— Start of Extract to read —
For forty-six years, Peter Fend has argued that art premonitions material culture, therefore the means of production, ensuing changes in social relations. Hence, in his view, works by Marcel Duchamp, Carolee Schneemann, Mary Beth Edelson, Paul Sharits, and others, can prefigure ecological restoration and cohabitation. In the late 1970s, artists in New York initiated teams—first Colab, The Offices, and later Ocean Earth and Space Force—to move from critique into effecting real-world change. Initiatives came from Jenny Holzer, Coleen Fitzgibbon, Taro Suzuki, Joan Waltemath, and Eve Vaterlaus, among others, who linked up with scientists to produce reports and analyses with satellite imagery for news media.

Africa-Arctic Flyway: Physiocratic States gathers documents of Peter Fend’s efforts through Ocean Earth for a planet organized according to hydrology—water basins—rather than national and colonial borders. It lays out tools and technologies derived from art, architecture, and science to replace fossil fuels, dams, nuclear industry, and industrial farming. The ensuing proposal for governance builds on what is identified as the first school of economic thought: physiocracy. Here, via satellite-aided eco-taxation, governance pursues an increase in the numbers of fish, marine mammals, migratory birds, and insects. For instance, ideas from Earth art are applied to restoring wetlands and flyways in three swaths—the Americas, East Asia, and Eurafrica—converging on the Arctic. This book focuses on the Eur­africa flyway and surveys four decades of work. It asks, “How do we go from visual art to reality?” Fend answers: “Through architecture.”
— End of Extract to read —
> [Task directions] Write out the passage on Peter Fend and Ocean Earth word for word, from "For forty-six years, Peter" up to and including "for news media.".
— Start of Data lines —
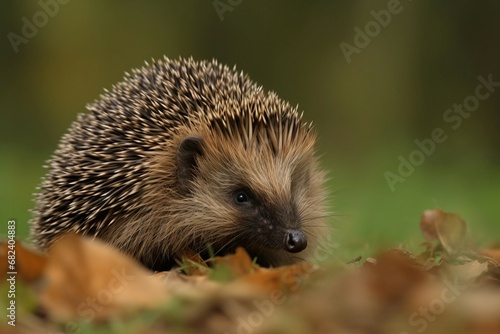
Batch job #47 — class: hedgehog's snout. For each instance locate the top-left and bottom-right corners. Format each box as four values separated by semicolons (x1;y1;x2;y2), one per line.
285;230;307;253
— End of Data lines —
> [Task response]
For forty-six years, Peter Fend has argued that art premonitions material culture, therefore the means of production, ensuing changes in social relations. Hence, in his view, works by Marcel Duchamp, Carolee Schneemann, Mary Beth Edelson, Paul Sharits, and others, can prefigure ecological restoration and cohabitation. In the late 1970s, artists in New York initiated teams—first Colab, The Offices, and later Ocean Earth and Space Force—to move from critique into effecting real-world change. Initiatives came from Jenny Holzer, Coleen Fitzgibbon, Taro Suzuki, Joan Waltemath, and Eve Vaterlaus, among others, who linked up with scientists to produce reports and analyses with satellite imagery for news media.